■ TASK OBJECTIVE ■
Beneath this task are records; state how many of their lines hold the word "tint", and nothing else.

■ WORKING DATA ■

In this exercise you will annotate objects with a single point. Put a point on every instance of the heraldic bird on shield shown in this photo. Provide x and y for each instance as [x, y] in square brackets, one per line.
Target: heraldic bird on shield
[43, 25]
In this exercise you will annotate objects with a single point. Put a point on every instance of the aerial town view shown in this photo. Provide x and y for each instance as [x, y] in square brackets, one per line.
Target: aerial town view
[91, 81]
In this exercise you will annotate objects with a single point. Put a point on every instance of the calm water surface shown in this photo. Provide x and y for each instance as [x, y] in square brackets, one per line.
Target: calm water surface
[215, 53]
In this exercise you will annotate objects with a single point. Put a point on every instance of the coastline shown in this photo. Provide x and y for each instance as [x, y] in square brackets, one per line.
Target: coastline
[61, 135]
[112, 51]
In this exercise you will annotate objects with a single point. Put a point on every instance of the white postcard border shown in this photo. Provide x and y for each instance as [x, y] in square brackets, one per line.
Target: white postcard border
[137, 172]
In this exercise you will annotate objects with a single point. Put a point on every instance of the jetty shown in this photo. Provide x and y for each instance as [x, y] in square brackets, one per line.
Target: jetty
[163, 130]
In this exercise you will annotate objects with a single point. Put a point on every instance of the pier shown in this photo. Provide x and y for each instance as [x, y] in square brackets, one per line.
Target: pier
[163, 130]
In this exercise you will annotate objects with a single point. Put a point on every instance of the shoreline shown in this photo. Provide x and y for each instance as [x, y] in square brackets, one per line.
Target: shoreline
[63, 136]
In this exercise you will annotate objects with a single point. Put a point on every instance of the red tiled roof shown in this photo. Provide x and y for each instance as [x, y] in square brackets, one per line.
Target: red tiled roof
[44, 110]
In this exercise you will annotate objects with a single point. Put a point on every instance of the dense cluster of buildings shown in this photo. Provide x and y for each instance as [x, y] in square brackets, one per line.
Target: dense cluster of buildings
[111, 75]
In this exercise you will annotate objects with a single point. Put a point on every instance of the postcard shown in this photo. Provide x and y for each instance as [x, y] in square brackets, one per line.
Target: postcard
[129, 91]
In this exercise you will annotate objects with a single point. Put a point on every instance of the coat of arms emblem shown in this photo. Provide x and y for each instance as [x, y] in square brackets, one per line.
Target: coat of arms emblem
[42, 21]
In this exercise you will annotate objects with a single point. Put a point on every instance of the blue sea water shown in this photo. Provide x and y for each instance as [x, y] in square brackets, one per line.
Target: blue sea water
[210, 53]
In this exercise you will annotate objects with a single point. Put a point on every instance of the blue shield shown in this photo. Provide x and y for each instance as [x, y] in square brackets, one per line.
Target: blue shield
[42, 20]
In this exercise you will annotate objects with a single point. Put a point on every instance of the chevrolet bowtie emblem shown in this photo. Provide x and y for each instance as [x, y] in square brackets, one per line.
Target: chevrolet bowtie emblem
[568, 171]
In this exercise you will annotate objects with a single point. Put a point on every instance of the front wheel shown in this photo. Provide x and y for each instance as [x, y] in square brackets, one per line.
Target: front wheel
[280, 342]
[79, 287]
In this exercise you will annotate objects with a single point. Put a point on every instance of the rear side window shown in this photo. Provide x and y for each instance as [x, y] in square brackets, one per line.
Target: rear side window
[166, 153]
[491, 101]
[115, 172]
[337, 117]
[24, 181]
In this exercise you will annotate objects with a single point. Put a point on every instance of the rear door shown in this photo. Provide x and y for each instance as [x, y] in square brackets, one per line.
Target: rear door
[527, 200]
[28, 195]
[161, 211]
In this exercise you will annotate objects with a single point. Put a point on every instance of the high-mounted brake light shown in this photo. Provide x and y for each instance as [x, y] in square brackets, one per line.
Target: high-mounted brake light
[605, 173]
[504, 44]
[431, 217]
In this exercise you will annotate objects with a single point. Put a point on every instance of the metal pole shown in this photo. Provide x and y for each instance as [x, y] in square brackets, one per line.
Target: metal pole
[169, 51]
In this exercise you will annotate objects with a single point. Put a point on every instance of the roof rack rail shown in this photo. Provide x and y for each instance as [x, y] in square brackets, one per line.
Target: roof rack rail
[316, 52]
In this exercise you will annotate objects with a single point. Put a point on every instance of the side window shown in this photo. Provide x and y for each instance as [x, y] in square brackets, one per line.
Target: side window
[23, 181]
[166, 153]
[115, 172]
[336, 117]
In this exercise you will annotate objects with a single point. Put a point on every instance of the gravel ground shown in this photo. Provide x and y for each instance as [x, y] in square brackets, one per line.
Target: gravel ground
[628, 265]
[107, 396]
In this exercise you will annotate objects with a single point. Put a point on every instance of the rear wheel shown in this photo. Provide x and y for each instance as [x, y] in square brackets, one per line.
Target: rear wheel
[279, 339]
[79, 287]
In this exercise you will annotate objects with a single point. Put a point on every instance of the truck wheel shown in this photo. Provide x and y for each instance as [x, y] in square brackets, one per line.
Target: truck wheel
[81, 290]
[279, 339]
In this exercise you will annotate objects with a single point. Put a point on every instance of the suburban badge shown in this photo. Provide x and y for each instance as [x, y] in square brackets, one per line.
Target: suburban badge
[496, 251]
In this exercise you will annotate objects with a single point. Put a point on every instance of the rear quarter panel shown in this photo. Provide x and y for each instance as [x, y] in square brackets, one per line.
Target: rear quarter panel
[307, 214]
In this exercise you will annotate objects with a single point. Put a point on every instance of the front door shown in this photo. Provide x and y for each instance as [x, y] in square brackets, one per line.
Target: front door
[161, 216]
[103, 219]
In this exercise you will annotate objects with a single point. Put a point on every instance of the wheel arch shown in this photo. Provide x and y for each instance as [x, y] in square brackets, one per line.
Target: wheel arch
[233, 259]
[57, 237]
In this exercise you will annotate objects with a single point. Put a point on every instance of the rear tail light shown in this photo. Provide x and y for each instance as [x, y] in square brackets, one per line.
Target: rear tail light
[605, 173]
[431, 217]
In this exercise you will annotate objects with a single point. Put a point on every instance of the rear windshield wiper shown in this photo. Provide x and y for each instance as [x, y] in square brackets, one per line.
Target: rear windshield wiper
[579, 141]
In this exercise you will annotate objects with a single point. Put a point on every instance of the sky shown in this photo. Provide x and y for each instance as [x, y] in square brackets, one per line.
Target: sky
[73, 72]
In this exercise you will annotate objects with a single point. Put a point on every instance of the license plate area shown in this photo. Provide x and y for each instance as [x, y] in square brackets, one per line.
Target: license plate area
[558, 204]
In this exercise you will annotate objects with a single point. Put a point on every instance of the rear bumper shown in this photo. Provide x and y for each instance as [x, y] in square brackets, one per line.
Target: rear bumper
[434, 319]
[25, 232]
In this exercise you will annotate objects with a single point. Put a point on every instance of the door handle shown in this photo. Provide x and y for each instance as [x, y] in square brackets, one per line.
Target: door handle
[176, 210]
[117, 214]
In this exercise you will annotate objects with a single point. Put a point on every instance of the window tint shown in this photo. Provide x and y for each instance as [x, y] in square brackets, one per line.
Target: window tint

■ EXERCISE RESPONSE ■
2